## begin Material shown

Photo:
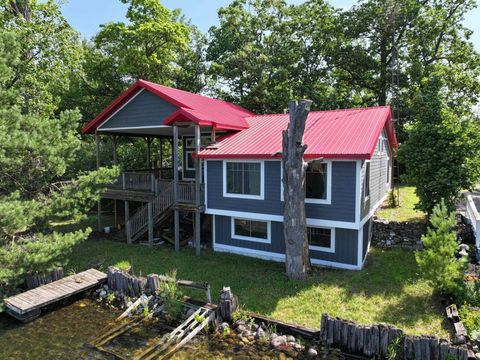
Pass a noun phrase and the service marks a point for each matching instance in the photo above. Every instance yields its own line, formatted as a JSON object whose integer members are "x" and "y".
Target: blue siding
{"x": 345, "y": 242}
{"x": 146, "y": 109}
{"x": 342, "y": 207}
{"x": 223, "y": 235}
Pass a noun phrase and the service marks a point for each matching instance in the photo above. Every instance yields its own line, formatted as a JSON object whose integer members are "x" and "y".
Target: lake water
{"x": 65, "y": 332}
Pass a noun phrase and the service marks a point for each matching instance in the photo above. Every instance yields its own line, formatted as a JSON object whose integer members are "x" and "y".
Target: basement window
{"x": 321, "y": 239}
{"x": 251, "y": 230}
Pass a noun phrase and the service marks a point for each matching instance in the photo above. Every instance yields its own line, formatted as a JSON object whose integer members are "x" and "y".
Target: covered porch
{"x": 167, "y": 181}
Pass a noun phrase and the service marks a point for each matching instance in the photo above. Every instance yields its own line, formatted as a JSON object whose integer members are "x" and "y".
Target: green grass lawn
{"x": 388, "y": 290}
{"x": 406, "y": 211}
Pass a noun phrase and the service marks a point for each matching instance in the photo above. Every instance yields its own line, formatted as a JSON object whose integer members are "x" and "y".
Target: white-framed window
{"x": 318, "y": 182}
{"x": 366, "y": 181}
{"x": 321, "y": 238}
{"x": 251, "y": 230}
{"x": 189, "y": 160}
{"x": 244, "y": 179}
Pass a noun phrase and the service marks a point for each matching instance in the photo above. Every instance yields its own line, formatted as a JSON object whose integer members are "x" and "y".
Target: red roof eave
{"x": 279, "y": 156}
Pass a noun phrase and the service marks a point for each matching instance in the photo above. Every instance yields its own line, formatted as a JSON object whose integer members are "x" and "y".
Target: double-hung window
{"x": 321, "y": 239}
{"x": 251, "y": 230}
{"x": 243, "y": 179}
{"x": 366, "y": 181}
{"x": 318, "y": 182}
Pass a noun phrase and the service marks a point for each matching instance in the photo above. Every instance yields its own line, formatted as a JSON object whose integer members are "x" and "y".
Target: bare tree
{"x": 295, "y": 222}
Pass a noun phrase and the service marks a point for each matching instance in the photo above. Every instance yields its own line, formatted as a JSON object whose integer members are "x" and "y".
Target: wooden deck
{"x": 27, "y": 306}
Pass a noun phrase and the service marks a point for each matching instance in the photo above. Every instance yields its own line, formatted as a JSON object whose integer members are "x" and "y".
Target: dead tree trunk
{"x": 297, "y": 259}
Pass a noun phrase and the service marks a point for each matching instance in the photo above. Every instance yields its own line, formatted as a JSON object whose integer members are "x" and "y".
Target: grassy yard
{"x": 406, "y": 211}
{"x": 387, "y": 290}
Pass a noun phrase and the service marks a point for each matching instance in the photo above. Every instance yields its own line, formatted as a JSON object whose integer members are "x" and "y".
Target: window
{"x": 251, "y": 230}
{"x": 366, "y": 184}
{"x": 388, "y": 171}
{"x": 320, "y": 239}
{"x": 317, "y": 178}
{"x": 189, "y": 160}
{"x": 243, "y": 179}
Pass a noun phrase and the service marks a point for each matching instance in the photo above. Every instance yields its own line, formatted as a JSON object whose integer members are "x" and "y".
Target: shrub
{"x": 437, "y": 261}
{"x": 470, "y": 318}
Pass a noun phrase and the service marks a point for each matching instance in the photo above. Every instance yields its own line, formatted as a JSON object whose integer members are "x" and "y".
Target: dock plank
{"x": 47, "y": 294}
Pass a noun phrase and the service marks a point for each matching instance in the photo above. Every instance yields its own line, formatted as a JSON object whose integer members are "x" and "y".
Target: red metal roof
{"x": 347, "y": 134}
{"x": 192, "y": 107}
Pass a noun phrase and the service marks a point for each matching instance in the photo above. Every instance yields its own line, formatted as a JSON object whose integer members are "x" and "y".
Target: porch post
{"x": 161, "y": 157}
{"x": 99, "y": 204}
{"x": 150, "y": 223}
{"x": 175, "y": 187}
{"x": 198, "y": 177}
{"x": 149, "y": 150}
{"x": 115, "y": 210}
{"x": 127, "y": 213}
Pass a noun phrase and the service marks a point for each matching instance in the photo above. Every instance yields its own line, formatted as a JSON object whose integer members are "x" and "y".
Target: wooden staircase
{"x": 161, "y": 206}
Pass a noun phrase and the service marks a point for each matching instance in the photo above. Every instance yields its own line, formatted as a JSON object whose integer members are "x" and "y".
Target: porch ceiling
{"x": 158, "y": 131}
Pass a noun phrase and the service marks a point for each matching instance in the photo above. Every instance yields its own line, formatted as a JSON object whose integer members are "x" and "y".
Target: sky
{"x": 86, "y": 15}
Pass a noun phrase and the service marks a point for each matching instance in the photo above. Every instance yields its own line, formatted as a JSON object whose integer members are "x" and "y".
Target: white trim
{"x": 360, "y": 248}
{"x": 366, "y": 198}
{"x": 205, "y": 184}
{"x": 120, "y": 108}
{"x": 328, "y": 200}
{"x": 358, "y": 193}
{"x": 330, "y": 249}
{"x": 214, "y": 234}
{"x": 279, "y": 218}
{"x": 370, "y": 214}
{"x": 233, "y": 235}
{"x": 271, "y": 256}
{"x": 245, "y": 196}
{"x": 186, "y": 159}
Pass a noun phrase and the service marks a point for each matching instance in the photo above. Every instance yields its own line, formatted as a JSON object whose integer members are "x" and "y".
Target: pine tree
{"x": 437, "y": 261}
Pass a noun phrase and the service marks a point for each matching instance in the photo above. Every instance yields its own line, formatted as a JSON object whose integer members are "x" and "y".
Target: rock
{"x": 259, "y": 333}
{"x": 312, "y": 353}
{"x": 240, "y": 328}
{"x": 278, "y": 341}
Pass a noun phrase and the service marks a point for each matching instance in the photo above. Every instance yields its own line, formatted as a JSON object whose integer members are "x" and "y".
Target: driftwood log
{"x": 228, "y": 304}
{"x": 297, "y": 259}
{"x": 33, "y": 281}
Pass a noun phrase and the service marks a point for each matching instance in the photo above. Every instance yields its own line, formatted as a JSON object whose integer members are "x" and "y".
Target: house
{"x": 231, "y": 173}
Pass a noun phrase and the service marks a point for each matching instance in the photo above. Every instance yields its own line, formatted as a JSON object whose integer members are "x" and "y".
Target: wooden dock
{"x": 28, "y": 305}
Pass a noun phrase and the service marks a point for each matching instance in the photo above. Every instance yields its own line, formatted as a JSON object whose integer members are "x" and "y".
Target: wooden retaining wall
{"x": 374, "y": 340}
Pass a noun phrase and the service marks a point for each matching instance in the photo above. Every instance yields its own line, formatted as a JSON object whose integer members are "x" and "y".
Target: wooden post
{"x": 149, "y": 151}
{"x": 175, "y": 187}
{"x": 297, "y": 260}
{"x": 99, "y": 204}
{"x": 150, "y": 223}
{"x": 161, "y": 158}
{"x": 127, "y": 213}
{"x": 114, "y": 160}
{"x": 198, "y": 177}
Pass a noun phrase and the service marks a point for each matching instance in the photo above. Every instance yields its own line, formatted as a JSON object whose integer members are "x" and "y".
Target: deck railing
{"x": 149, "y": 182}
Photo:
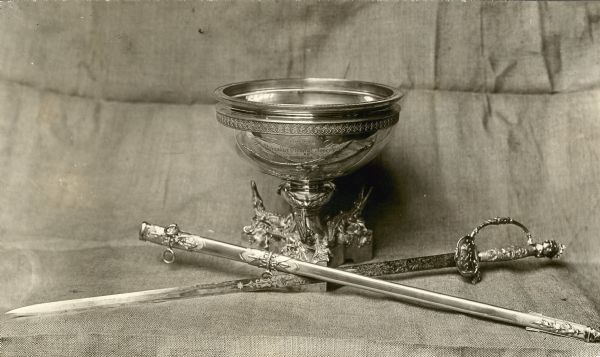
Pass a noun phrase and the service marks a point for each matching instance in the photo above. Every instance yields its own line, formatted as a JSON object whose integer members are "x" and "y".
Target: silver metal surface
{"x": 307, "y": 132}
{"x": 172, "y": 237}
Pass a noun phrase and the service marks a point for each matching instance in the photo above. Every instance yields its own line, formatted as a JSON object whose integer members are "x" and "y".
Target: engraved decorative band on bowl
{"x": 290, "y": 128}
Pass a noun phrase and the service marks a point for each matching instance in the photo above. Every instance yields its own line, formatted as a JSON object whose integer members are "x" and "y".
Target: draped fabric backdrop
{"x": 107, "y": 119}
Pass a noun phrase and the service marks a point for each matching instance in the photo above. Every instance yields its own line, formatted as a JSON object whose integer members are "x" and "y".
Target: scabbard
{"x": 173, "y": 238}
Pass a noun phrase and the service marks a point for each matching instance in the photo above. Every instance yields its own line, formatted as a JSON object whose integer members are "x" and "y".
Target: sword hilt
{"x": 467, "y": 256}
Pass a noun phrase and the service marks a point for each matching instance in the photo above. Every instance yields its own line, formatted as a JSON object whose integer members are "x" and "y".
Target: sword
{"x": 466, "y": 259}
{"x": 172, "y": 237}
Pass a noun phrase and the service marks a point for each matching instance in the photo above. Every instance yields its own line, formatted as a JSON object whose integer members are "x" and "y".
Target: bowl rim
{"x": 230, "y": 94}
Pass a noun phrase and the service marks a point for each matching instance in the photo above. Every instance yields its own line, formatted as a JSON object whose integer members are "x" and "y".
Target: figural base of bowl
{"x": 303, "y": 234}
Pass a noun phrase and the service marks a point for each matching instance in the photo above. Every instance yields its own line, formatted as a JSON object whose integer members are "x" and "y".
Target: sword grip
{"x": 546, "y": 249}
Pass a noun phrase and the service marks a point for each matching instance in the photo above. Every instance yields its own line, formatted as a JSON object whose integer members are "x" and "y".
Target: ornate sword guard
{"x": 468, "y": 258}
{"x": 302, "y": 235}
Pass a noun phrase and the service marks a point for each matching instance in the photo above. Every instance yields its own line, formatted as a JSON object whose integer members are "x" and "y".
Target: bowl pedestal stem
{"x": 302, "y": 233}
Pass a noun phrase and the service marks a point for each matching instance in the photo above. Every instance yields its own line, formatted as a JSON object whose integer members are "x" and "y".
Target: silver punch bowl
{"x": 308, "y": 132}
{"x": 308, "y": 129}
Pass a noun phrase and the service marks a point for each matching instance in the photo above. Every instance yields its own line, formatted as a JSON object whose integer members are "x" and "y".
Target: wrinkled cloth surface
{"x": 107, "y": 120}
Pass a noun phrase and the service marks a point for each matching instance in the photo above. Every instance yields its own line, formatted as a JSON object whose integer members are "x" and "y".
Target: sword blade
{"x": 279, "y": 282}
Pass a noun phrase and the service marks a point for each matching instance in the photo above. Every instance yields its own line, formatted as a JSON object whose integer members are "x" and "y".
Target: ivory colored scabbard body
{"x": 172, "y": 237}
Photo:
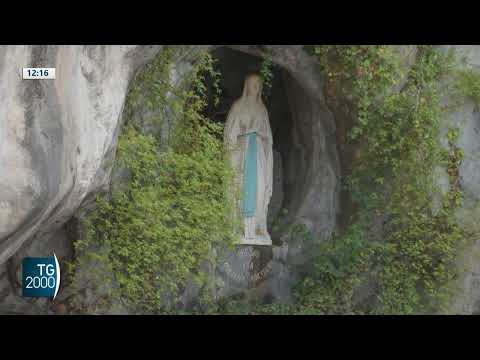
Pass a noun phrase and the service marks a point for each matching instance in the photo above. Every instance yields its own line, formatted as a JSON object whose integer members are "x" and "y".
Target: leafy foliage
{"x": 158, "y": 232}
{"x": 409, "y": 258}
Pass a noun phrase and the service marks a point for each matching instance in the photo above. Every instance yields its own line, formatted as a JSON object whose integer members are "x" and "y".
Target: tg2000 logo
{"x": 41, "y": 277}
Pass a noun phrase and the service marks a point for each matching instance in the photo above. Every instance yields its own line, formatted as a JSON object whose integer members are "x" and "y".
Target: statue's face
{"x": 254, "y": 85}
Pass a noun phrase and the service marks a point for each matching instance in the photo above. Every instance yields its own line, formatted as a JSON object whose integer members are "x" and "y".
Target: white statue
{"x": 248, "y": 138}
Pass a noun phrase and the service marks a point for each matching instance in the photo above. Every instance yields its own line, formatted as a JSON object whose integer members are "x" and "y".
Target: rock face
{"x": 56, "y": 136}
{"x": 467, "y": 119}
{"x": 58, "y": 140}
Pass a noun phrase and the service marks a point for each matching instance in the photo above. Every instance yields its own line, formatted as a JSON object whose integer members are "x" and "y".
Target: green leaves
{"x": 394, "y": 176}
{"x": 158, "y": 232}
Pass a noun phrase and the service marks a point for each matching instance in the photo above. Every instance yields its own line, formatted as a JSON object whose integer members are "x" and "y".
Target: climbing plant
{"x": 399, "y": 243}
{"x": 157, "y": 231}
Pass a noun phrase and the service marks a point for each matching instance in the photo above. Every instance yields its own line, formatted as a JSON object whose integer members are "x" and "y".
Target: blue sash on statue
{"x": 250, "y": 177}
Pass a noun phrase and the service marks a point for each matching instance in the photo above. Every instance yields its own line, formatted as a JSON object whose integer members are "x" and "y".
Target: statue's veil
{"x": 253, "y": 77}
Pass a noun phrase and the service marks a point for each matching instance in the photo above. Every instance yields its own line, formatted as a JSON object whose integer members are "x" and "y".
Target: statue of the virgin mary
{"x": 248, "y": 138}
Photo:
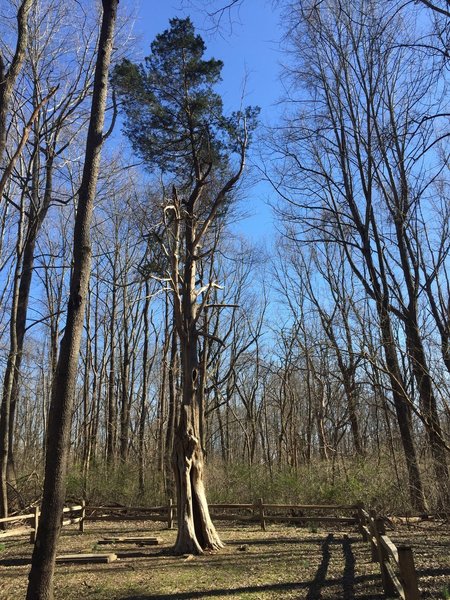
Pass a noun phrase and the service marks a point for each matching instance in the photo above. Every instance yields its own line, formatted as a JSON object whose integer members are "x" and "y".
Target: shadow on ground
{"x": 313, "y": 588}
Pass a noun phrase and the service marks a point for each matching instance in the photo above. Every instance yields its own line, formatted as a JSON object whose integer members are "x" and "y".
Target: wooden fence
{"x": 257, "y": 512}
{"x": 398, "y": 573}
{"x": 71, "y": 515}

## end Material shown

What is expected >>
Please pick out every line in the items above that contains the word "roof", matching case exactly.

Output of the task >>
Target: red roof eave
Target: red metal roof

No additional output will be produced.